-- Yang Diminta --
Cetak tanpa perubahan bagian kutipan tentang calon independen, mulai dari "Rabu, 25/07/2007 15:10" sampai dengan "di dalam Pilkada.".

-- Kutipan --
============
Rabu, 25 Juli 2007

DIlema Nasibmu, Hai Calon Independen

Rabu, 25/07/2007 15:10 WIB
Catatan Redaksi
Dilema Nasibmu, Hai Calon Independen
Cetak E-mail
Syukri Rahmatullah - Okezone

ukay.jpgTAK disangka, itulah yang dirasakan banyak kalangan setelah mendengar Mahkamah Konstitusi (MK) memutuskan untuk mengizinkan calon independen ikut di dalam Pilkada.

Bukan hanya kalangan nonpartisan, pejabat teras partai politik juga kaget mendengar keputusan MK dalam uji materi UU No 32/2004 tentang Pemerintah Daerah Senin 23 Juli.

Namun, keterkejutan kalangan nonpartisan dengan partisan tentu jauh berbeda. Kalangan nonpartisan melihat putusan MK ini sebagai kemajuan yang cukup progressif dalam proses pemilihan di Indonesia. Sedangkan, bagi kalangan partisan, keputusan ini tentu saja ancaman serius bagi kelanggengan masa depan partai.

Keputusan MK mengizinkan calon independen bisa maju bukan berarti serta-merta, dibutuhkan revisi dari pemerintah dan DPR terhadap undang-undang No 32 tahun 2004 mengenai Pemerintah Daerah (Pemda). Disinilah, jalur independen akan mengalami “tembok besar”.

Seperti diketahui, ajang pilkada merupakan “surga” bagi partai politik. Setiap calon akan berlomba-lomba melakukan lobi, mengerahkan jaringan hingga keuangan agar direstui parpol untuk maju sebagai calon. Sebab di dalam UU No 23/2004 -sebelum keputusan MK- hanya parpol yang punya hak untuk mengajukan calon.

Akibatnya, banyak kasus money politic yang muncul. Kita tentu masih ingat mundurnya almarhum Nurkholis Madjid dari Konvensi Partai Golkar di tahap awal. Cak Nur mengaku mundur, karena setiap keliling ke basis Golkar selalu ditanyakan “gizi” oleh pengurus arus bawah Golkar.
============
-- Informasi yang Diberikan --
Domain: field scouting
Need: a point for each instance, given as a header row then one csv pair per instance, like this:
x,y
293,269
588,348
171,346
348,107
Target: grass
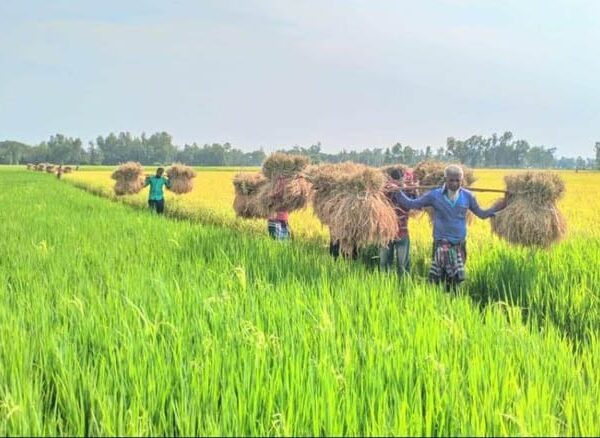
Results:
============
-- Jawaban Tertulis --
Rabu, 25/07/2007 15:10 WIB
Catatan Redaksi
Dilema Nasibmu, Hai Calon Independen
Cetak E-mail
Syukri Rahmatullah - Okezone

ukay.jpgTAK disangka, itulah yang dirasakan banyak kalangan setelah mendengar Mahkamah Konstitusi (MK) memutuskan untuk mengizinkan calon independen ikut di dalam Pilkada.